- **Your objective**:
From the entries below, extract every line that includes the word "instance".

** Opening Records supplied block **

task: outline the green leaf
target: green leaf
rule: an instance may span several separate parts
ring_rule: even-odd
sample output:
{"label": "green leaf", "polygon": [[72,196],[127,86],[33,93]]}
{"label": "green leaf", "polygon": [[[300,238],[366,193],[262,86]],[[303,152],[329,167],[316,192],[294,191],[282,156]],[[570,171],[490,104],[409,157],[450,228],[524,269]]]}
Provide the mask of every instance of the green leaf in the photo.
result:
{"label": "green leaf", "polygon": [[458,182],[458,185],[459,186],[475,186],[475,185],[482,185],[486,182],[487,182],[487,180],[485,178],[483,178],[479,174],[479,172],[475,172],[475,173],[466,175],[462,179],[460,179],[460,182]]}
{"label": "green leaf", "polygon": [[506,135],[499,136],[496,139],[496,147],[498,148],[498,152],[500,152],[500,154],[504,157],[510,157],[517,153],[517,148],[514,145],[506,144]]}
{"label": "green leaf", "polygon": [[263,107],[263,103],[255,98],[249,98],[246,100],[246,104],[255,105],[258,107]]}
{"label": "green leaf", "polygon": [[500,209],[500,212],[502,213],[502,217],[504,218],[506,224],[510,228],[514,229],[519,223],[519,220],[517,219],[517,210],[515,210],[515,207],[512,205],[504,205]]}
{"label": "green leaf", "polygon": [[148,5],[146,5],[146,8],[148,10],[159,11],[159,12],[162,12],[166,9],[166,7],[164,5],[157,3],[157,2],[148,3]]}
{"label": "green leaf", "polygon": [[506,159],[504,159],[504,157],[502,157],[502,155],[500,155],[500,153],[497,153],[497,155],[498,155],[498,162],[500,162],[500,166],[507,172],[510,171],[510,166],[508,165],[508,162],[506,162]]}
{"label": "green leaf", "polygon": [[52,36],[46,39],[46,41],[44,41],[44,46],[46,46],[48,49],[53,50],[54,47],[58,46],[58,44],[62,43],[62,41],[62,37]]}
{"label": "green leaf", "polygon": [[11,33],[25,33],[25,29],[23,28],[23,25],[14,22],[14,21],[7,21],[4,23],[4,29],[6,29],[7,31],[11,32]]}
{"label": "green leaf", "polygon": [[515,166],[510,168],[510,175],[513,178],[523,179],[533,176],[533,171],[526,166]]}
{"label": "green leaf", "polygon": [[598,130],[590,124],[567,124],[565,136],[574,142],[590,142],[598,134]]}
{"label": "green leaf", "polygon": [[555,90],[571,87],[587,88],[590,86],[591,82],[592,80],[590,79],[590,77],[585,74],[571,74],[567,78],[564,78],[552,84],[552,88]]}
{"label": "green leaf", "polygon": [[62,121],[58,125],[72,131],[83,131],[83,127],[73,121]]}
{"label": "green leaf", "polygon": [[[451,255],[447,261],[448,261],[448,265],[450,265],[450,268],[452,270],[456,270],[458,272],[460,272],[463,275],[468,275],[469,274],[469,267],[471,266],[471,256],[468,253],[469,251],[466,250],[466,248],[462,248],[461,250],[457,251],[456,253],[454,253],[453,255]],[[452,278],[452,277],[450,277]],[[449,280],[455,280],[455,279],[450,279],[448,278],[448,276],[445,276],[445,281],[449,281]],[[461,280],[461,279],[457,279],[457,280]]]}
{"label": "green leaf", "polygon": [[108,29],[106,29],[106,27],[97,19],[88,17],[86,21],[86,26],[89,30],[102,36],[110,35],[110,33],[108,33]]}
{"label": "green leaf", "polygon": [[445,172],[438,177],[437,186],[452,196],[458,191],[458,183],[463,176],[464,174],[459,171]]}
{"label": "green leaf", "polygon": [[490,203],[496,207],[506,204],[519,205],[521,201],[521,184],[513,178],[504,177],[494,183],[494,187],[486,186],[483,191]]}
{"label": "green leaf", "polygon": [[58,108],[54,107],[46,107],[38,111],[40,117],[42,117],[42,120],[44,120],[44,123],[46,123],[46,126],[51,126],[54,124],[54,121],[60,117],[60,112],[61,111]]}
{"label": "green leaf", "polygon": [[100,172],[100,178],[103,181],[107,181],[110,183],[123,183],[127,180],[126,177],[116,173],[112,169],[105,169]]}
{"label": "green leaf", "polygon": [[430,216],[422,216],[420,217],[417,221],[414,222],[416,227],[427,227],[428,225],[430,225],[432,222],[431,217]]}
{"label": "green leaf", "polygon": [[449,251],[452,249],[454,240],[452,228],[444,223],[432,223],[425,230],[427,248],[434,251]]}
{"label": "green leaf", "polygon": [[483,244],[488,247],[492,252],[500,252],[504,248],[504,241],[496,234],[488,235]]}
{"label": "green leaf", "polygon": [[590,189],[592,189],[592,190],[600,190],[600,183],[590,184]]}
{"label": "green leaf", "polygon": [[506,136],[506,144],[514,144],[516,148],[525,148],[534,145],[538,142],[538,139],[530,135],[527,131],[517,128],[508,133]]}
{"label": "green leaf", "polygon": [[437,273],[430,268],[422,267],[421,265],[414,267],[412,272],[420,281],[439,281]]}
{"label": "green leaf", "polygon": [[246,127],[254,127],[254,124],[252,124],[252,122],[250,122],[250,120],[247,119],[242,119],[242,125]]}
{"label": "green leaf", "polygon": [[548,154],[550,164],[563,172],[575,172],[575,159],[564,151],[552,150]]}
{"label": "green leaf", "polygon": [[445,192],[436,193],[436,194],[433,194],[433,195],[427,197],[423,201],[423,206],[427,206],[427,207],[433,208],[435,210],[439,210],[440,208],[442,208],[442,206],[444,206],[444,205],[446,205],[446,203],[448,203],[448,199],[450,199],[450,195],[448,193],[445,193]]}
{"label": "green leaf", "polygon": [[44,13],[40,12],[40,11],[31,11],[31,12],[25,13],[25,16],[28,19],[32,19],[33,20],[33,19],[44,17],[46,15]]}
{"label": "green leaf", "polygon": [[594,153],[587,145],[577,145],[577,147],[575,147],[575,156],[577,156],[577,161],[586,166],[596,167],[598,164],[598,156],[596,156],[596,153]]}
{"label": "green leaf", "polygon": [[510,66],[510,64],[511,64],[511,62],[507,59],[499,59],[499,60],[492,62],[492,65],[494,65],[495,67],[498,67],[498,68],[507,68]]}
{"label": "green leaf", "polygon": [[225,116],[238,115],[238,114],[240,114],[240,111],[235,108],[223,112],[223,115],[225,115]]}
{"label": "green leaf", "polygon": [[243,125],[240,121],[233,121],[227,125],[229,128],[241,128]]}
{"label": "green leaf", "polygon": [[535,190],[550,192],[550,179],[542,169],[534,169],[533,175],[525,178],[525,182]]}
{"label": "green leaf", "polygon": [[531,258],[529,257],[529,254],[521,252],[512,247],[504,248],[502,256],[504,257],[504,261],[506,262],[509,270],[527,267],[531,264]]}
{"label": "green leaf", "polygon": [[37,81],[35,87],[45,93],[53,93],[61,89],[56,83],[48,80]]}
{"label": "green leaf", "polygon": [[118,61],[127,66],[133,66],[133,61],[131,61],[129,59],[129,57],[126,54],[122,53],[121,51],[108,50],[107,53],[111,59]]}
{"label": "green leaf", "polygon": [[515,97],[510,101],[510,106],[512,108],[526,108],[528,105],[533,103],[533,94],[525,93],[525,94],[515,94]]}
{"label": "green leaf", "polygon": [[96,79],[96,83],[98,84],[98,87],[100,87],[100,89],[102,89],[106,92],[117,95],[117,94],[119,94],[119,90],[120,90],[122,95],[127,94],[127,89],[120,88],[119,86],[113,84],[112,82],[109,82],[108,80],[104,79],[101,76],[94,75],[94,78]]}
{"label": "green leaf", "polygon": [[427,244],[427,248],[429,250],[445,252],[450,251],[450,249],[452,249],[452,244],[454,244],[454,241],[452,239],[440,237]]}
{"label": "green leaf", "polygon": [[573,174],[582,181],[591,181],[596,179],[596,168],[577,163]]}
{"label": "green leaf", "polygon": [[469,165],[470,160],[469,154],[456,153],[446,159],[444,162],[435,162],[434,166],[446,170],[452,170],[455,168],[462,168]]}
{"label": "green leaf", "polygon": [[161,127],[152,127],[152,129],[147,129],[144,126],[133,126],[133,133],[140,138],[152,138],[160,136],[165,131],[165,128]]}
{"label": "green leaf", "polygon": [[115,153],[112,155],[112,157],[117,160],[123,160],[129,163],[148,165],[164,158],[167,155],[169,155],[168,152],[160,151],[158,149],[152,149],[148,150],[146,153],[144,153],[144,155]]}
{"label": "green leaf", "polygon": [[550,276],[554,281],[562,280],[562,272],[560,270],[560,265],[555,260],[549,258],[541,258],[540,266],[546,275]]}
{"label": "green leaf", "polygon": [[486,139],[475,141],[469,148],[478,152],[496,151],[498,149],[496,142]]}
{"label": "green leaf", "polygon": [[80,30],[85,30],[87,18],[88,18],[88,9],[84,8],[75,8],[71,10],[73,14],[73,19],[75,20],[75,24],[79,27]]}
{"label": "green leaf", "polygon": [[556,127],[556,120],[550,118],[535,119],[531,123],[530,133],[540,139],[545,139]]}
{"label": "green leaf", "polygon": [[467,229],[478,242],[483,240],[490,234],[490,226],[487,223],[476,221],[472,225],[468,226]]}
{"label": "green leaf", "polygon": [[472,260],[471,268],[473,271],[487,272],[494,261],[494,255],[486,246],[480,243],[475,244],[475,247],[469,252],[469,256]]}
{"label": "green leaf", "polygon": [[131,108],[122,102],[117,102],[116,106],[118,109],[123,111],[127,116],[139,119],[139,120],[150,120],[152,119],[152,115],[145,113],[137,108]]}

** Closing Records supplied block **

- **Exercise result**:
rule: an instance may span several separate parts
Provide the mask of every instance of the green leaf in the photo.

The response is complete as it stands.